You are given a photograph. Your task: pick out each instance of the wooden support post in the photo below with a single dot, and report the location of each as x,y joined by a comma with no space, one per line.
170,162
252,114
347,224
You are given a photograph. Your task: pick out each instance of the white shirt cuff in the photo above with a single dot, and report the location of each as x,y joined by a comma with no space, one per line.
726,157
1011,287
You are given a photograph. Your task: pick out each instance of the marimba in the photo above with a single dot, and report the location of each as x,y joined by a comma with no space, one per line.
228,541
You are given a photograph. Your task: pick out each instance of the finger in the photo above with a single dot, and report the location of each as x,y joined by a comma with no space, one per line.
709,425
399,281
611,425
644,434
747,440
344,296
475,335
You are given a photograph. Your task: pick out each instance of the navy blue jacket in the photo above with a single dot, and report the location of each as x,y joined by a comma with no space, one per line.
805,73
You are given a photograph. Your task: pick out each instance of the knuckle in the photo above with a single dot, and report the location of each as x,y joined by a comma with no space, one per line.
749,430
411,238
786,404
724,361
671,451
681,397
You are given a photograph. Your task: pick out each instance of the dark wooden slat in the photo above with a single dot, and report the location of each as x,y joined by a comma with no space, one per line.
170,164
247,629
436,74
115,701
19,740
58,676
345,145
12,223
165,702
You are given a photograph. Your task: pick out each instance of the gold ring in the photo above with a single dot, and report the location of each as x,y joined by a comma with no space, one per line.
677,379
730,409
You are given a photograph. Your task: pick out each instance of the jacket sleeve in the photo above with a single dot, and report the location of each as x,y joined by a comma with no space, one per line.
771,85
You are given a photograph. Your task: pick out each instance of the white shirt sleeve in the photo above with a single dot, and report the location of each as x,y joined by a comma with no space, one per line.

### Exercise instructions
Make sure every record is repeated exactly.

### Task solution
You are given a photograph. Your task: pick out each instance of the wooden support post in the photo below with a single dot, and report the location of each as x,y joined by a comma with no space, one per line.
170,162
252,114
347,224
You are given a photograph. Your task: pick out each instance of the white shirt cuff in the photo above with a single dot, and report the location of each as x,y joined by a comma with no space, one per line.
726,157
1011,287
You are given a photograph. Your task: pick out each instance of the marimba in the photo above with a single dot, and report the location of each as x,y joined by a comma with no space, one per line.
228,541
You are given a photograph. Your task: pick out each instance of the finger in the photo above with a single dot, and report the location of each as x,y joined by a comma with no space, one per line.
709,425
399,281
611,425
644,434
747,440
344,296
475,335
You are given a photograph. Your task: pick out each instance of the navy blue jacket in the photo above with a single dot, and report the location of each as x,y joined by a comma with no space, one per line.
805,73
You are given a photograph. Your task: pick out each instance of the knuckle in the photo above with a single dot, and report the location of each as x,y joined by a comma with no space, one per line.
749,430
411,238
786,404
724,361
671,451
681,397
You are given a photograph. Your task: pick out each instance of the dark wooden slat in the photo above with a single dot, and report the location of each as x,y joined by a comma with no space, one per line.
170,164
247,629
436,74
115,701
19,740
58,676
345,145
12,223
165,702
You are given a photograph. Your task: pick out each instance of the gold ring in the photo above with a single dot, and report the location of each as x,y joined by a comma with no space, one per line.
677,379
730,409
You are given a photograph. Your task: pick out each instance of the jacket sleeve in the photo above with a single dot, and report the location of each as x,y joined by a comma with no space, one per line.
771,85
You are given a photograph. Your task: pick out each instance of the white shirt sleeve in the photo above with a single dot, and report the location of each as x,y joined by a comma with no space, one per line.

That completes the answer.